----- Material shown
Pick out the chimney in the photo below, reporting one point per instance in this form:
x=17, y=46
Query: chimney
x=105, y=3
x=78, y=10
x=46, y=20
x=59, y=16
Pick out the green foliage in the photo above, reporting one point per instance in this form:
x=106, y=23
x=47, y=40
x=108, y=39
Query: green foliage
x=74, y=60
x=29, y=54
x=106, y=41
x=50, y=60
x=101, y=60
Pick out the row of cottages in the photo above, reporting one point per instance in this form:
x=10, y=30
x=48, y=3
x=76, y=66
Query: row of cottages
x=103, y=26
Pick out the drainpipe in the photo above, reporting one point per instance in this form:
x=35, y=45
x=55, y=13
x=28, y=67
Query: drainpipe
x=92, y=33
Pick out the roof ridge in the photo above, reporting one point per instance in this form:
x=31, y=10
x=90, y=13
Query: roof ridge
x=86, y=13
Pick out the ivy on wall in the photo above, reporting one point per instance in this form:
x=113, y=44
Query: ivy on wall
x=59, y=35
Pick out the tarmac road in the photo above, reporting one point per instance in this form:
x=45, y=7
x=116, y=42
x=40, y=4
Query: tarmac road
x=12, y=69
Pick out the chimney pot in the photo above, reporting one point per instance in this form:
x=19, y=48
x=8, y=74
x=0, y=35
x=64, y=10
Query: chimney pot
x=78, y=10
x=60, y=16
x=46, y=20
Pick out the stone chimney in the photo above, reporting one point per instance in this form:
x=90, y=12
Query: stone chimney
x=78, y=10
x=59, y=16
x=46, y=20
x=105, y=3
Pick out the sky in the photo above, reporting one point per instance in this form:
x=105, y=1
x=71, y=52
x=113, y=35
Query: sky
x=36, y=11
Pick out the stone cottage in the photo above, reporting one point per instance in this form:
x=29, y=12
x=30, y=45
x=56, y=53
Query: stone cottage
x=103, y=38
----------
What to work on
Give back the entries exactly. Omit none of them.

Reply
Pick out the chimney in the photo below, reporting one point per instance in this form:
x=17, y=46
Query: chimney
x=105, y=3
x=78, y=10
x=46, y=20
x=59, y=16
Pick out the green foliage in the photo above, reporting one point per instance in this form:
x=106, y=23
x=47, y=40
x=108, y=39
Query: green foliage
x=74, y=60
x=29, y=54
x=106, y=41
x=50, y=60
x=101, y=60
Pick out the row of cottages in the photo above, reporting one point per instance in this form:
x=10, y=30
x=48, y=3
x=76, y=66
Query: row of cottages
x=103, y=26
Pick out the drainpipe in the photo above, reporting one point per instance in this form:
x=35, y=45
x=55, y=13
x=28, y=67
Query: drainpipe
x=92, y=33
Pick out the roof ridge in the photo above, reporting one point per instance in this form:
x=31, y=10
x=90, y=13
Query: roof ridge
x=86, y=13
Pick out the ivy on wall in the photo above, reporting one point per instance in this form:
x=113, y=44
Query: ivy on wall
x=59, y=35
Pick out the tarmac road in the photo above, reporting one point per instance in this form:
x=45, y=7
x=116, y=42
x=40, y=4
Query: tarmac road
x=12, y=69
Pick out the chimney pot in the photo above, reporting one point per instance in this form:
x=19, y=48
x=8, y=74
x=0, y=35
x=64, y=10
Query: chimney pot
x=78, y=10
x=60, y=16
x=46, y=20
Pick out the stone chimney in the photo above, reporting one point per instance in this form:
x=90, y=12
Query: stone chimney
x=78, y=10
x=59, y=16
x=46, y=20
x=105, y=3
Pick out the sky in the photo above, reporting one point per instance in this form:
x=105, y=1
x=71, y=52
x=113, y=35
Query: sky
x=36, y=11
Pick out the stone cottage in the photo above, reporting one point per instance in this form:
x=29, y=12
x=30, y=45
x=56, y=53
Query: stone cottage
x=103, y=38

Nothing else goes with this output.